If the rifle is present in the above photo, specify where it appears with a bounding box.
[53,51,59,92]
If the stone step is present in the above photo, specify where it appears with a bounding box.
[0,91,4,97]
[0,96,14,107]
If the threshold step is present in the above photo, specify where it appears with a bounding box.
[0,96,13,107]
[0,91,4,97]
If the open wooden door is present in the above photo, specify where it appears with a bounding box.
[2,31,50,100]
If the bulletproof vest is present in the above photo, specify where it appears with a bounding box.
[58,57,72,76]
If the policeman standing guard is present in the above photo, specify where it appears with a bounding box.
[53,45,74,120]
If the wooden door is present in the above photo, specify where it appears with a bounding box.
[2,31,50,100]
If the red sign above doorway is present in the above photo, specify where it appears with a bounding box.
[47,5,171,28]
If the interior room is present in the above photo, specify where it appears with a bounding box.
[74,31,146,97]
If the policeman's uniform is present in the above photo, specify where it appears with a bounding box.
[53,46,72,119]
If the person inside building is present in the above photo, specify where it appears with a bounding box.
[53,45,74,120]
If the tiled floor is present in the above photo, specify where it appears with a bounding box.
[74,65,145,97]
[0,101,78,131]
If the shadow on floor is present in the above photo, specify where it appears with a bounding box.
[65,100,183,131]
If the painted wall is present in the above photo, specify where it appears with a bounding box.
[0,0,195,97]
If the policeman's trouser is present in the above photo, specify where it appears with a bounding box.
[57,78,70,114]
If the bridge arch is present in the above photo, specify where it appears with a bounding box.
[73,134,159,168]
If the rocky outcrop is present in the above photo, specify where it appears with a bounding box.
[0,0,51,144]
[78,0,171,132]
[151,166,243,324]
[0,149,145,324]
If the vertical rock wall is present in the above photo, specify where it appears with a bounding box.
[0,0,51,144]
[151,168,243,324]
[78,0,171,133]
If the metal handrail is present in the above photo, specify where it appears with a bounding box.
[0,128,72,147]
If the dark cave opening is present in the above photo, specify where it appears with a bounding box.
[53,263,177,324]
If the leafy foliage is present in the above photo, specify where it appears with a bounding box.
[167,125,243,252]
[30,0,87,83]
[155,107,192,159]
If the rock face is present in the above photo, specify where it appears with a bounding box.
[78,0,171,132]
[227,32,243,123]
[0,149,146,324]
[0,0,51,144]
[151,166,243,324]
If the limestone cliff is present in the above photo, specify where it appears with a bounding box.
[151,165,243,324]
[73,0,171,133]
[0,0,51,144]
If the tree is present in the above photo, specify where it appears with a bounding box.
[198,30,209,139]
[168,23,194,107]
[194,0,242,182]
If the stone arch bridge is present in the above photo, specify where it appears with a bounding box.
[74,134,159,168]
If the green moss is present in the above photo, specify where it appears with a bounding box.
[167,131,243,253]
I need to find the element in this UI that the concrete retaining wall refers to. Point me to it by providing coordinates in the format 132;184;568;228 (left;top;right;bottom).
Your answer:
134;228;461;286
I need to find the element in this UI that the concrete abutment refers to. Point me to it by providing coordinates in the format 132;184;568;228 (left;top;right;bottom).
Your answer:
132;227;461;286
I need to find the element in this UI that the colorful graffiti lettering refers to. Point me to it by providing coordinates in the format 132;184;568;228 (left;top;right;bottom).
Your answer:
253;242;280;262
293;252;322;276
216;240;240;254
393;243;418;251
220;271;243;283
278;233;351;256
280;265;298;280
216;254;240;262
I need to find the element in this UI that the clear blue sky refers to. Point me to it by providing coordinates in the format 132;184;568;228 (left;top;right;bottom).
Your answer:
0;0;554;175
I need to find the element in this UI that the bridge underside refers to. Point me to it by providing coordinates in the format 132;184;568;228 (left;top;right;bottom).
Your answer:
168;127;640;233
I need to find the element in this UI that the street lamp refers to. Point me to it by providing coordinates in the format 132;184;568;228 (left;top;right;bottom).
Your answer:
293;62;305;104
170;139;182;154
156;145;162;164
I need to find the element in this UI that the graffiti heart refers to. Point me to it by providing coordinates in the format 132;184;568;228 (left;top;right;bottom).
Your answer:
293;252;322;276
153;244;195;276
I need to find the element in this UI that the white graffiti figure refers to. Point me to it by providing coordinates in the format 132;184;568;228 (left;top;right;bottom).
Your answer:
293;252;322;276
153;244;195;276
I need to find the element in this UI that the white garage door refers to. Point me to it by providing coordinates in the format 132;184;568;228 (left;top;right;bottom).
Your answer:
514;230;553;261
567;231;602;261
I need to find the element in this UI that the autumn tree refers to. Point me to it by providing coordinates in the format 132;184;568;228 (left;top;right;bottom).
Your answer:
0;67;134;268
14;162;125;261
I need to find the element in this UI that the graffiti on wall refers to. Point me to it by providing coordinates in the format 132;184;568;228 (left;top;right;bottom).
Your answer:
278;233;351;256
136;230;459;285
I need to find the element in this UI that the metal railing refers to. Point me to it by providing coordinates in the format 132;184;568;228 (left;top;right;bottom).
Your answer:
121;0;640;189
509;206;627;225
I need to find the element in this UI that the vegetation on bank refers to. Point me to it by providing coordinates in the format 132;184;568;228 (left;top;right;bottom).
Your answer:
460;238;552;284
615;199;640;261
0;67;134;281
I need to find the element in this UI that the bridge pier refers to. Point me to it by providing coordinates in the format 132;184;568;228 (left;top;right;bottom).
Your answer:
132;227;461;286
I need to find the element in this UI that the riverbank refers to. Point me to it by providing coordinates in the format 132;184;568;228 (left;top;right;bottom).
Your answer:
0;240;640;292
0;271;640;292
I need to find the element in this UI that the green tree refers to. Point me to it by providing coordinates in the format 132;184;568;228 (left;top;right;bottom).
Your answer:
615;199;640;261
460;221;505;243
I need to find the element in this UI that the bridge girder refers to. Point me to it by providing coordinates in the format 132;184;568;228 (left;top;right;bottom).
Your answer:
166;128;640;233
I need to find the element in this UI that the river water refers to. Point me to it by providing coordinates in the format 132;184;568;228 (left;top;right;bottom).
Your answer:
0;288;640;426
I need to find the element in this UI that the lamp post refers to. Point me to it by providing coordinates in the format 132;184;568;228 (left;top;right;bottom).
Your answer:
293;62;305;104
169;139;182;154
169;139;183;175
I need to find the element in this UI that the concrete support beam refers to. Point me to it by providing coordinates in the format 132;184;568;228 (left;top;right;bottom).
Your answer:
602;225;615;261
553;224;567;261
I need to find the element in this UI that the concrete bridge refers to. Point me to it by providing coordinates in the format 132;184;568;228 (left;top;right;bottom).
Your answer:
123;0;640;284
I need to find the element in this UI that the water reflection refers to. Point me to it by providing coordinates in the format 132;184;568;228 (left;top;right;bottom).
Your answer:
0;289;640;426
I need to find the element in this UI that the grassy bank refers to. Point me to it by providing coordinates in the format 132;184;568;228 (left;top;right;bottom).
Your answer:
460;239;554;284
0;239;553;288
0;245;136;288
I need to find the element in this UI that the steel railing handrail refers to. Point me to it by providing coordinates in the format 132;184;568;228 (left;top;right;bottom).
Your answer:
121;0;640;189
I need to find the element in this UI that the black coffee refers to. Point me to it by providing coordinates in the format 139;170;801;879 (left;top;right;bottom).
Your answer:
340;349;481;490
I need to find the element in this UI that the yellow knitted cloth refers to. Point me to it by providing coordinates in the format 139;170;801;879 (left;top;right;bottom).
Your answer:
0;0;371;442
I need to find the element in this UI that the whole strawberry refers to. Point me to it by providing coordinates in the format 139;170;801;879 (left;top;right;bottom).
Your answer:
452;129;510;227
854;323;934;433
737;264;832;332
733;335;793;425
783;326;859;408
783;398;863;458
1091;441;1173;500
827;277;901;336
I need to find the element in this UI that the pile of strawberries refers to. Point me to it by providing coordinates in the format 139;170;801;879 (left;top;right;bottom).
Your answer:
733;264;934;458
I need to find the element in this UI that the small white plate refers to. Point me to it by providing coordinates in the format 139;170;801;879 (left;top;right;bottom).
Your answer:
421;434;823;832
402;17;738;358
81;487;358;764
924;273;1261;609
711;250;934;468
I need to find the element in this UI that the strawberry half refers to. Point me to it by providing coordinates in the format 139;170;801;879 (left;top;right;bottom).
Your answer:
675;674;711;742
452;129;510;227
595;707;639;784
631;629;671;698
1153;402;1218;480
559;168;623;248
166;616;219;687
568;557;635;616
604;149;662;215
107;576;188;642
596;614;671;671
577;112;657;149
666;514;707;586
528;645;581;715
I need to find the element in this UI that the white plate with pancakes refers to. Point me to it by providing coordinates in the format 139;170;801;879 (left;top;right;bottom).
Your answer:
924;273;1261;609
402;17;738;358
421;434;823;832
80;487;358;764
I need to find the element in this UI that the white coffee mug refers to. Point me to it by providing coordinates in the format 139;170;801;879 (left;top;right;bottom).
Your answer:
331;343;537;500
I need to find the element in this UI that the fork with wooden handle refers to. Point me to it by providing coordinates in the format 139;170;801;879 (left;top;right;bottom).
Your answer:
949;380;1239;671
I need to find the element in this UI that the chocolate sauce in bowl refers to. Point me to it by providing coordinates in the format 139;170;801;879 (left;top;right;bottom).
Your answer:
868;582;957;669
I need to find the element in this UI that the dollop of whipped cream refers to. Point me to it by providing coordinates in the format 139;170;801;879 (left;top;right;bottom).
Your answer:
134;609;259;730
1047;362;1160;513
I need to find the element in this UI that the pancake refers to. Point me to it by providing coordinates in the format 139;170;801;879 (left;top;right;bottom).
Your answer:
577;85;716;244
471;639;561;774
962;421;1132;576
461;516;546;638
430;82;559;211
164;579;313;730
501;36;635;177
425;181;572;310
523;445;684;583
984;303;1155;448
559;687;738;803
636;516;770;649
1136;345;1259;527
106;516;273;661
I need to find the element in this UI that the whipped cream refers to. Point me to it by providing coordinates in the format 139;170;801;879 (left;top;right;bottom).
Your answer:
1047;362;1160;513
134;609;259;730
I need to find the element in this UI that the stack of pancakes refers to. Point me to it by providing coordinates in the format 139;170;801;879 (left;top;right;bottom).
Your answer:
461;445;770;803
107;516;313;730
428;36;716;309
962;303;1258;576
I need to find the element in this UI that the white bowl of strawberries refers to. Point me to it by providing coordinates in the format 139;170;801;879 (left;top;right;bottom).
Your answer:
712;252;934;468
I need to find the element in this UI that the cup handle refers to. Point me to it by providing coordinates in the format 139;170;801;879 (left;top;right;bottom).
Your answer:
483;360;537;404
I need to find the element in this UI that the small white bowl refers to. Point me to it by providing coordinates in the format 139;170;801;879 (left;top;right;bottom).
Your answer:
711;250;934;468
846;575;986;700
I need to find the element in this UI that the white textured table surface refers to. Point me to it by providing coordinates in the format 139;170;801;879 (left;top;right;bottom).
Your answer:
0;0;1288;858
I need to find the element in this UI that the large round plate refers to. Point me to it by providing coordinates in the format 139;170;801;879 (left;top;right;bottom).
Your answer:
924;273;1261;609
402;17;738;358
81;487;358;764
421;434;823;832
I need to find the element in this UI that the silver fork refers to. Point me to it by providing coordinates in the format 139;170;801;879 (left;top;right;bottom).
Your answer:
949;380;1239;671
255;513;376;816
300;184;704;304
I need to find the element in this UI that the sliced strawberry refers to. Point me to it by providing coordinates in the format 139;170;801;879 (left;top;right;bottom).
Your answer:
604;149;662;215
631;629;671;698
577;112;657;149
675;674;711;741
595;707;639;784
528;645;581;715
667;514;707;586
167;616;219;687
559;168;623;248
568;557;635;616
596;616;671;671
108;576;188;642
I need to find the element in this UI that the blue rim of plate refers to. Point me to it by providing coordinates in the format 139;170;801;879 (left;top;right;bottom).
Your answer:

⁂

Rewrite the rows from the beginning through the line containing "[0,149,145,324]", changing every "policeman" to "police officer" and leaving all else unchanged.

• Response:
If the rifle is present in the above photo, specify where it appears with a bounding box.
[53,51,59,92]
If the stone step is present in the above photo, specify where it appears with a bounding box.
[0,91,4,97]
[0,96,14,107]
If the threshold step is present in the above photo, specify where it appears with a bounding box.
[0,96,13,107]
[0,91,4,97]
If the open wooden door is present in the above photo, specify where it appears with a bounding box.
[2,31,50,100]
If the bulletproof vest is present in the above photo, specify where it appears with a bounding box.
[58,57,72,76]
If the police officer standing guard is present in the above photo, specify where it appears with a bounding box.
[53,45,74,120]
If the wooden door is present in the above photo, specify where it appears with a bounding box.
[2,31,50,100]
If the red sign above doorway is present in the above photo, specify where it appears with a bounding box.
[47,5,171,28]
If the interior room is present in the above photo, specify where it appears with a bounding box.
[74,31,146,97]
If the police officer's uniform is present in the above photo, specify where it appears with a bounding box.
[53,46,72,119]
If the person inside building is present in the above photo, specify where it appears with a bounding box.
[53,45,74,120]
If the tiled floor is present in the above photo, specify where it appears with a bounding box.
[74,65,145,97]
[0,101,78,131]
If the shadow on floor is present in the above photo, specify where it appears with a bounding box.
[65,100,183,131]
If the painted wall is present in the above photo, specify where it appears with a bounding box.
[0,0,195,97]
If the police officer's trouser is present in the above photo, specify where it appears with a bounding box.
[57,78,70,114]
If the bridge arch is present in the above photo, specify where it appears with a bounding box.
[73,134,159,168]
If the rocky outcrop is present in the above photo, specify where it appears with a bounding box.
[0,0,51,144]
[78,0,171,132]
[151,166,243,324]
[0,149,145,324]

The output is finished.